Passage to read:
● ● ●
Reduction of the media to focus on the essentials is finally documented in Chinese painting by the widespread abandonment of color. While the monochrome display has been used traditionally for sketches and studies in anticipation of a colored masterpiece in the West, the exact opposite development took place in East Asia. In the 9th century, the monochrome illustration in black ink began to enforce after a long development of polychrome painting that lasted for centuries. The conviction, that the black ink not only replaces color completely but that monochrome painting ultimately attains the summit of abstraction, reflects the philosophical foundations of this art. Starting from the idea of unity of their philosophical sources, it seems quite logical to represent the world and its phenomena by a single shade.
● ● ●
Problem set:
[a] List every word in the passage on Chinese painting that ends in the letters "tion".
[b] Please echo the passage on Chinese painting word for word, between "Reduction of the" and "a single shade.", inclusive.
The items below come from a different source than the passage on Chinese painting.

Record set:
● ● ●
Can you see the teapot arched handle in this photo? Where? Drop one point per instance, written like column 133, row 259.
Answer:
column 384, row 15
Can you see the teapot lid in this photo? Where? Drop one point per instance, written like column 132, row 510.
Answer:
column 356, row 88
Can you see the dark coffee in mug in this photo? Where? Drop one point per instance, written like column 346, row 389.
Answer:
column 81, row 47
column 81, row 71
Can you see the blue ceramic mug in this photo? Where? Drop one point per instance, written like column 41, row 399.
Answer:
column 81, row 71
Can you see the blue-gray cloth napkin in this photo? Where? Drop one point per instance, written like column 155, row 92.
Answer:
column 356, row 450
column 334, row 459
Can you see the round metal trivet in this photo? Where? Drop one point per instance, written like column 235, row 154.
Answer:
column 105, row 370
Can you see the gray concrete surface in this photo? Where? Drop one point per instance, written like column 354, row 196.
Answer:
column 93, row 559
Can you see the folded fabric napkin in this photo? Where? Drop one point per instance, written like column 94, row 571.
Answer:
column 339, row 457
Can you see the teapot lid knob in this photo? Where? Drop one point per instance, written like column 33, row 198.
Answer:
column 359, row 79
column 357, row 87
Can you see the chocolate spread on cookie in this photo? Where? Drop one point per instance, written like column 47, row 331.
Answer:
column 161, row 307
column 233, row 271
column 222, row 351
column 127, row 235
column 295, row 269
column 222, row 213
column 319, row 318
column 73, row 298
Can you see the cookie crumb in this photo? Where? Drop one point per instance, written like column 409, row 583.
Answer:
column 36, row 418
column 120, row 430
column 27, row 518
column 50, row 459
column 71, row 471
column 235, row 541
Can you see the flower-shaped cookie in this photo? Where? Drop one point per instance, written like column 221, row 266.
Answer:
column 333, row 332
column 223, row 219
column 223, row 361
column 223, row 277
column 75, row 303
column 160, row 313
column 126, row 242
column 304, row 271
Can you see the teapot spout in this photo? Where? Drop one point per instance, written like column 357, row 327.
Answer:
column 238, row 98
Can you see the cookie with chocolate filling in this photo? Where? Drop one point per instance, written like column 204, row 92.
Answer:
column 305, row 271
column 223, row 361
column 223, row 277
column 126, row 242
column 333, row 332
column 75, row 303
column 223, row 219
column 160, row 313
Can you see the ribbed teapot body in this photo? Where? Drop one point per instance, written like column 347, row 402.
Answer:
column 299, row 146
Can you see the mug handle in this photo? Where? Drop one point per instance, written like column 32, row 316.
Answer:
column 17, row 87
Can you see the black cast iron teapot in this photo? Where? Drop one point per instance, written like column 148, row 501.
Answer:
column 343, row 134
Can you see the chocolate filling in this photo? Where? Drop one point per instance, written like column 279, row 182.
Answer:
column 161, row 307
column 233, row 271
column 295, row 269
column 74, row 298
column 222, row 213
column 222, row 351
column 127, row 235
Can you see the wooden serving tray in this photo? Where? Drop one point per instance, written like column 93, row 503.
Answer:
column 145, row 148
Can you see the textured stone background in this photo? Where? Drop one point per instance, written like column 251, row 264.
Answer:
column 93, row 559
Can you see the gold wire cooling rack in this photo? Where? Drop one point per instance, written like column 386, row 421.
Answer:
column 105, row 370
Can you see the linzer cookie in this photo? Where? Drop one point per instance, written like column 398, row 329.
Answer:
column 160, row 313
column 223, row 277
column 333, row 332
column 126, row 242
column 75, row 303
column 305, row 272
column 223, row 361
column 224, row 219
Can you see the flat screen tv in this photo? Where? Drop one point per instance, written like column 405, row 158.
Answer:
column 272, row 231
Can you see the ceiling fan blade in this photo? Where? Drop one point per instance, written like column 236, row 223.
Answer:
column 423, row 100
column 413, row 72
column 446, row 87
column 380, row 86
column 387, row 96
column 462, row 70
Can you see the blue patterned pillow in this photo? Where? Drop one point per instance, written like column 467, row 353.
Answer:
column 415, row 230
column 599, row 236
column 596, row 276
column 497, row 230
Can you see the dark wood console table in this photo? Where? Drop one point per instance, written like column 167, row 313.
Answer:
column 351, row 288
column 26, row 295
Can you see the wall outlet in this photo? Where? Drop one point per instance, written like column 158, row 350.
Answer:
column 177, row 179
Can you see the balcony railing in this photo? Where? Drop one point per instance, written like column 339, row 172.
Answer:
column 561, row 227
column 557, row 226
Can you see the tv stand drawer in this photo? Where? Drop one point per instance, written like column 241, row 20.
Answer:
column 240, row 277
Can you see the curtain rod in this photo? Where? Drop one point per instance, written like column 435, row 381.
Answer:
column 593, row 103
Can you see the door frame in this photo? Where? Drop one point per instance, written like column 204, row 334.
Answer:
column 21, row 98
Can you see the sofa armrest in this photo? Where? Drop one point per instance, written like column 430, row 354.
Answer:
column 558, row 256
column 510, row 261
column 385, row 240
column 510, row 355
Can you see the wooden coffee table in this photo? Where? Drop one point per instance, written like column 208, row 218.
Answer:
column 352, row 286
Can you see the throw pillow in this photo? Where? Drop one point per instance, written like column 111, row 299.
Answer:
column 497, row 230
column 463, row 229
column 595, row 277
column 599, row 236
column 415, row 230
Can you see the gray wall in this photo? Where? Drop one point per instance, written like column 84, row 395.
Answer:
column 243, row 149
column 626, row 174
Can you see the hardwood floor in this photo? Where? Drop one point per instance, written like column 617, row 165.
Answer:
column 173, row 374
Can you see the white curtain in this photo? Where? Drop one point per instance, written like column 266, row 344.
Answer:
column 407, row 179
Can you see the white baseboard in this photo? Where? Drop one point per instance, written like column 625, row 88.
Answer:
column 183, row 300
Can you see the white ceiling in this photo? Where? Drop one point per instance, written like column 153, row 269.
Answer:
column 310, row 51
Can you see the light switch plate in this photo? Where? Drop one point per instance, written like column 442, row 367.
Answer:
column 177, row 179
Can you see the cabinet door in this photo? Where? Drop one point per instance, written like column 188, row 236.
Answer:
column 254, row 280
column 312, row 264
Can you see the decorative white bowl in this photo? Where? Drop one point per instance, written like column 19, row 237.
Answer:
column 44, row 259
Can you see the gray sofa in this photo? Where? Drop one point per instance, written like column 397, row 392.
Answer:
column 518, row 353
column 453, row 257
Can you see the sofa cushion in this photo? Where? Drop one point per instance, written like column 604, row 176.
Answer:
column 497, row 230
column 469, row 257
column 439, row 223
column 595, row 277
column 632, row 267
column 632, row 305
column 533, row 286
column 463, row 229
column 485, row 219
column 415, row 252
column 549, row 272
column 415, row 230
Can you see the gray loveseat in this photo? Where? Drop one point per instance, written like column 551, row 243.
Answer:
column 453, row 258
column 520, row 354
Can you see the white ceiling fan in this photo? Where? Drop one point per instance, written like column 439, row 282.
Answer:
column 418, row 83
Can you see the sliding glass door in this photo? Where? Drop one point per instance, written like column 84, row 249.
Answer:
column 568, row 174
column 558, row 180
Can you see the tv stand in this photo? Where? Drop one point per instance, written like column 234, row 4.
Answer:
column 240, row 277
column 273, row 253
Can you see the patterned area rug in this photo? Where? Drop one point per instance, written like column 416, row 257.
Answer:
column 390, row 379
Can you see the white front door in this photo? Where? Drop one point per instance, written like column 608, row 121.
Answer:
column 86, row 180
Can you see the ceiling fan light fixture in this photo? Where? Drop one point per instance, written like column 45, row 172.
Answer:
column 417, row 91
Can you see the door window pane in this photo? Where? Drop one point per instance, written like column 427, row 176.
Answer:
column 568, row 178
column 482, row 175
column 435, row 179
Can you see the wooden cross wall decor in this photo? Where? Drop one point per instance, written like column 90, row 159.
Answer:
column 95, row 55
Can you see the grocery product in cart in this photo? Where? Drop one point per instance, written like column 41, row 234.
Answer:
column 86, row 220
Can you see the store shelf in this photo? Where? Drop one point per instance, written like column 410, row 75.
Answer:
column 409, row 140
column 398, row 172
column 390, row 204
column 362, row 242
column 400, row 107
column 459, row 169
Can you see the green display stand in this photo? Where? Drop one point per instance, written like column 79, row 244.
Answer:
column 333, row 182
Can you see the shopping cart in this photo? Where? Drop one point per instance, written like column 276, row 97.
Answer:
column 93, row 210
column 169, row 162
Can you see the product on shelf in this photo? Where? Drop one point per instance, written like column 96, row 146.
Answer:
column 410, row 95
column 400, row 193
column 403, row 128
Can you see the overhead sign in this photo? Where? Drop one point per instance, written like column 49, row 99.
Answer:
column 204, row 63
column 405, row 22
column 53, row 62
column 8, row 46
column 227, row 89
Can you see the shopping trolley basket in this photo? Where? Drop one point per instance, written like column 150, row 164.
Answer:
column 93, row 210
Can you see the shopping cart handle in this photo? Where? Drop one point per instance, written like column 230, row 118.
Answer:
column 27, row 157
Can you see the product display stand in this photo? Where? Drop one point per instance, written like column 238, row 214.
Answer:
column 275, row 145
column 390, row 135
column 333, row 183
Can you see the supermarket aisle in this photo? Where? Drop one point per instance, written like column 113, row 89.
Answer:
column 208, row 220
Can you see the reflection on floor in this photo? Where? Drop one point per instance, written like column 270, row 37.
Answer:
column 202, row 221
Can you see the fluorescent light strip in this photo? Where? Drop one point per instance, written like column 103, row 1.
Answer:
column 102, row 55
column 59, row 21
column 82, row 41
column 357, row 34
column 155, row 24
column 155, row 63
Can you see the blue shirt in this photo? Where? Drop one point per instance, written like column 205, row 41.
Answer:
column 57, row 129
● ● ●
Responses for each task:
[a] Reduction, anticipation, illustration, conviction, abstraction

[b]
Reduction of the media to focus on the essentials is finally documented in Chinese painting by the widespread abandonment of color. While the monochrome display has been used traditionally for sketches and studies in anticipation of a colored masterpiece in the West, the exact opposite development took place in East Asia. In the 9th century, the monochrome illustration in black ink began to enforce after a long development of polychrome painting that lasted for centuries. The conviction, that the black ink not only replaces color completely but that monochrome painting ultimately attains the summit of abstraction, reflects the philosophical foundations of this art. Starting from the idea of unity of their philosophical sources, it seems quite logical to represent the world and its phenomena by a single shade.